▸ **EXCERTO**:
Palavras estas que se aplicavam na perfeição à vida de Enrique Shaw, fundador da ACDE, associação congénere da ACEGE na Argentina, cuja fama das virtudes e santidade era evidente entre todos nós.
Por isso, como gestores que somos, definimos a estratégia e procurámos os meios para percebermos se podíamos considerá-lo Santo, se era possível para um empresário ser Santo.
A vida de Enrique Shaw
Henrique Shaw nasceu em 1921 em Paris. Filho de Sara Tornquist e Alejandro Shaw, famílias de alto nível social. O pai de Enrique era representante de um banco argentino em Paris.
Em 1923 deixam Paris e regressam à Argentina onde passados dois anos morre a sua mãe que deixou como última vontade que os filhos fossem educados na Fé católica. Desejo que o Pai cumpriu, embora não fosse católico. Nesse sentido frequenta a escola La Sale, dos padres jesuítas, onde toma um primeiro contacto com o mundo da fé.

Registos de um conjunto de marcação de pontos
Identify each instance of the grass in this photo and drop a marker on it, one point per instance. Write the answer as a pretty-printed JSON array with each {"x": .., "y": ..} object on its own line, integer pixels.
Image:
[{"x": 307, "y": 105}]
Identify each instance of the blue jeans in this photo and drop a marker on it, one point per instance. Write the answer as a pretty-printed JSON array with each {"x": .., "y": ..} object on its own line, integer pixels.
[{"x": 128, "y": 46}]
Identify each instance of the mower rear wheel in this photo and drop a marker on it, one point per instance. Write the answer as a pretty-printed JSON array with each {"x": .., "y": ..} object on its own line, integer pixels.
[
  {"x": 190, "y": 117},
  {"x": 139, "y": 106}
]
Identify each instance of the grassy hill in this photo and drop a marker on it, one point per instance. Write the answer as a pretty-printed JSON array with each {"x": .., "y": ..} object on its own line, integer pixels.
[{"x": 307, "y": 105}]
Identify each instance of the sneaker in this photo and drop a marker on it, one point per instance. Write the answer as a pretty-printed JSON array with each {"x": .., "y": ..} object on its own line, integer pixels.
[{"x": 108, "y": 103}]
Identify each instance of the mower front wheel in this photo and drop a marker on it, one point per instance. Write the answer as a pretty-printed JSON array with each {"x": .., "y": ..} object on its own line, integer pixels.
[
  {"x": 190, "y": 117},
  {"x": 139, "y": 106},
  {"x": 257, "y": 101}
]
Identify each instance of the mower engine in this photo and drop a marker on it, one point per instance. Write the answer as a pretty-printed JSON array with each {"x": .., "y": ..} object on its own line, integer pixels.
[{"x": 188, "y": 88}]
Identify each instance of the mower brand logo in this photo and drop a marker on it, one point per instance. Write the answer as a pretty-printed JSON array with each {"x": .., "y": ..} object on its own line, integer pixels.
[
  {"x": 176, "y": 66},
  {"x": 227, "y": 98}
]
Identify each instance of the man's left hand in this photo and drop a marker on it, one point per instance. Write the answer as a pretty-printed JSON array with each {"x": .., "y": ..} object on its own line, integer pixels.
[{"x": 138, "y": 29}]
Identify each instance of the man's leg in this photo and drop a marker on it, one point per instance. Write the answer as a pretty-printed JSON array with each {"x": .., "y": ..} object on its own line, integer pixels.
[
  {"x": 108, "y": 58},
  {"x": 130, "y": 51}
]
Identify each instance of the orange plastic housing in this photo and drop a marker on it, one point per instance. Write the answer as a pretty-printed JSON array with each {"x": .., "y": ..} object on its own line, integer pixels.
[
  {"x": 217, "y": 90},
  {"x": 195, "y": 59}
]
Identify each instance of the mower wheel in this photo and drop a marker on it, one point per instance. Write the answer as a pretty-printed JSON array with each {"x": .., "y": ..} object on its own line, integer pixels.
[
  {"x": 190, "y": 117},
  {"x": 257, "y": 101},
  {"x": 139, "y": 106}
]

* * *

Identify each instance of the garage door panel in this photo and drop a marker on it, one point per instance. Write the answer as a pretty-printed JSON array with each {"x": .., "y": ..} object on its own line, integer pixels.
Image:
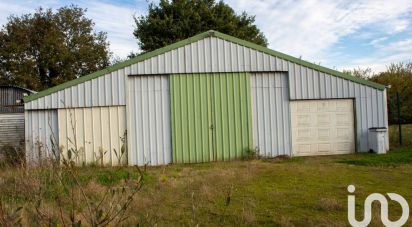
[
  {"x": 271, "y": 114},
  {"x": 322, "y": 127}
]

▸ **TAREFAS**:
A. Responda a estas perguntas com base no texto sobre Enrique Shaw:
(i) Em que ano e em que cidade nasceu Enrique Shaw?
(ii) Que função tinha o pai dele em Paris?
(iii) Qual foi a última vontade da mãe?
B. Prossiga, por favor, o texto sobre a vida de Enrique Shaw a partir da última frase apresentada.

▸ **RESULTADOS**:
A.
(i) Em 1921, em Paris.
(ii) Era representante de um banco argentino em Paris.
(iii) Que os filhos fossem educados na Fé católica.

B.
Aos 14 anos ingressa na Escola Naval Argentina, onde afirma desde o início a sua postura face à religião, nomeadamente ao rezar todos os dias na camarata, quando isso não era habitual numa Escola onde nem existia missa dominical. Quando saiu da Escola Naval, para além de ter conseguido a celebração regular da Missa aos Domingos, foi considerado o melhor estudante da história da escola e foi aquele que atingiu um posto mais elevado com menor idade. Começava, desta forma simples, a exibir essa capacidade natural de conciliar eficiência profissional com uma intensa vida espiritual.
Casou em 1943 com Cecilia Bunge e tiveram 9 filhos.
Em 1945 foi enviado pela Marinha para a Universidade de Chicago, nos Estados Unidos, para fazer uma especialização em meteriologia, mas na viagem sentiu que Deus o chamava e lhe pedia para mudar por completo a sua vida, deixando a sua carreira na marinha para passar a ser um simples trabalhador estando mais próximo dos operários.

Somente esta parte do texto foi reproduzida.